> **RECORDS TO PROCESS**:
+++++

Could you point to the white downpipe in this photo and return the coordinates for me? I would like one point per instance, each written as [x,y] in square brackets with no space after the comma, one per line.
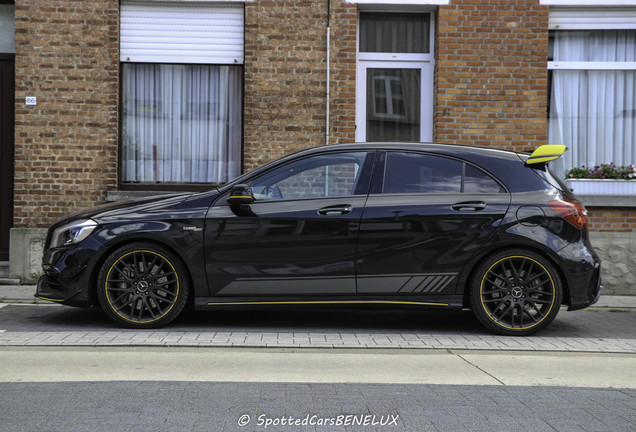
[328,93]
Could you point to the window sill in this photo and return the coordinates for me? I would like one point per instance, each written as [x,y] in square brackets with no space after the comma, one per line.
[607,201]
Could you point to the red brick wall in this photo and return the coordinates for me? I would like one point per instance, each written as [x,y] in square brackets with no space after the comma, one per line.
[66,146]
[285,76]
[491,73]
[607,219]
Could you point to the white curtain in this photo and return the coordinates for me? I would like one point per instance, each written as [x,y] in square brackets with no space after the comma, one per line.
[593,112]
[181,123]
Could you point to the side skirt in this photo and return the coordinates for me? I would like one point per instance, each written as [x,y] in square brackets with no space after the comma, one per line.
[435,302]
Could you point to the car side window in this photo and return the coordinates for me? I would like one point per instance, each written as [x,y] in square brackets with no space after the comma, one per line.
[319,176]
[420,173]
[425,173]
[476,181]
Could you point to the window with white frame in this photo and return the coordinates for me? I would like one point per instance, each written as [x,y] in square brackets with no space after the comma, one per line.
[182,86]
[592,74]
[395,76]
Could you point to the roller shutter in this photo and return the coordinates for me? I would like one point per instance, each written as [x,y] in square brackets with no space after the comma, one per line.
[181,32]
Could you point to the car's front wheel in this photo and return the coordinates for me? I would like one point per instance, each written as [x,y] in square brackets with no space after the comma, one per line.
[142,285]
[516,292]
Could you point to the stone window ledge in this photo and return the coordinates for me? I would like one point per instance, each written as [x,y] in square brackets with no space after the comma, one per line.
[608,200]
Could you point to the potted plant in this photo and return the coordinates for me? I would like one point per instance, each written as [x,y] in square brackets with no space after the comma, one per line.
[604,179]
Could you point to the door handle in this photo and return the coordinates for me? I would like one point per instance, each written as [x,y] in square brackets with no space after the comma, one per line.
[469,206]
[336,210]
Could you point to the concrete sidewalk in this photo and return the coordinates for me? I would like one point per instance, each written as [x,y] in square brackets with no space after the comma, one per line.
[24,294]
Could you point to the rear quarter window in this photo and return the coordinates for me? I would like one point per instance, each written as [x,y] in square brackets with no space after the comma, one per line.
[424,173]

+++++

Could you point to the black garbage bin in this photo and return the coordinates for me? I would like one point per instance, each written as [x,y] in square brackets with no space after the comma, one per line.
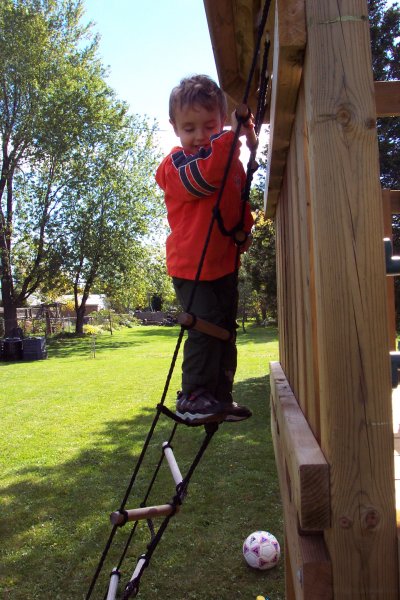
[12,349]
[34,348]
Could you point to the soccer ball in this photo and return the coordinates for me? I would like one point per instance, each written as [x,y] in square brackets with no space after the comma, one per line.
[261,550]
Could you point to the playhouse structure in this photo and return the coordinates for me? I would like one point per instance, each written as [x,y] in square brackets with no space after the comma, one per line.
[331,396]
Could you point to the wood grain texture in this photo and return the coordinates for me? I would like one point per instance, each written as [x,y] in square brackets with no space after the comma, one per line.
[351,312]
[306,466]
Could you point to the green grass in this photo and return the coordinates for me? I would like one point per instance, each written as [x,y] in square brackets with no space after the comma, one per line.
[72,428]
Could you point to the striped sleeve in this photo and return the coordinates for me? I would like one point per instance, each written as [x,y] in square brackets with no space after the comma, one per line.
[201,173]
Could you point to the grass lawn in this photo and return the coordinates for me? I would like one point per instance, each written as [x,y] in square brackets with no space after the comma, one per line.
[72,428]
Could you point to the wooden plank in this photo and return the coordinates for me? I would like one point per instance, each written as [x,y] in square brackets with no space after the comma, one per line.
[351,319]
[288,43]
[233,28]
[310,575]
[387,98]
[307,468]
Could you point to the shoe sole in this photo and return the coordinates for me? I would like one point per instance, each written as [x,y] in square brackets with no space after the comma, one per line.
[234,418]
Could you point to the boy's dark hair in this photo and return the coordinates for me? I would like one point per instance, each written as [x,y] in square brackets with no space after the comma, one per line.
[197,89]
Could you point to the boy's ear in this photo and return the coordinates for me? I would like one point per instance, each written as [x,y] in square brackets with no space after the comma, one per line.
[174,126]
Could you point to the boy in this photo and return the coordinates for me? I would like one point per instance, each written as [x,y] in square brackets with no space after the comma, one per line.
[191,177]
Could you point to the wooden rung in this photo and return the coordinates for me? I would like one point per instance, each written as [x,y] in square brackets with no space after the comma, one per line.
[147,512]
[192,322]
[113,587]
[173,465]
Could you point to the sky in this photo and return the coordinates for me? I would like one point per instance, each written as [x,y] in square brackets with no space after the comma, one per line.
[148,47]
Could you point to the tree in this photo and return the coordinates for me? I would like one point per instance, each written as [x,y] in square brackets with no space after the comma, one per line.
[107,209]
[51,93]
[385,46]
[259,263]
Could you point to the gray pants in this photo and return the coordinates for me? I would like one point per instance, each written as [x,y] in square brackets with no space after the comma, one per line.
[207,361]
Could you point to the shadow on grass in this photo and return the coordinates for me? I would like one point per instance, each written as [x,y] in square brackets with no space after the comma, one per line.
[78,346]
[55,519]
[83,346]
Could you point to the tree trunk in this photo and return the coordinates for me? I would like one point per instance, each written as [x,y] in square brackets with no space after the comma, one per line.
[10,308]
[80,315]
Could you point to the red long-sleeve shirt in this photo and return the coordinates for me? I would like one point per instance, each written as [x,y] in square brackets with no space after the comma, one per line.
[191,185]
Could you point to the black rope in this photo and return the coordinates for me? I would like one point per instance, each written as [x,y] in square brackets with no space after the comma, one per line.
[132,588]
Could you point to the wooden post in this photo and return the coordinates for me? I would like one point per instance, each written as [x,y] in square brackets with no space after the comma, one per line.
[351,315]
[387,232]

+++++

> **TO BE DONE**: Return each line from the records above that contains the word "grass".

> **EXERCISE SOLUTION**:
Could you point to the green grass in this photo and return the coordinates for me? I would like one point per instance, each written as [x,y] in square brackets with no space after the comma, one per line.
Could you point to the grass lawn in this photo and return the coordinates for me? I would like one point per instance, each written as [x,y] in square brackets with no space after the comma, one per line.
Could you point to the shadow on grass in this photo and return the coordinates for me? I would like one point per instance, each written as [x,y] in square brackets with no space after the comma, one per line.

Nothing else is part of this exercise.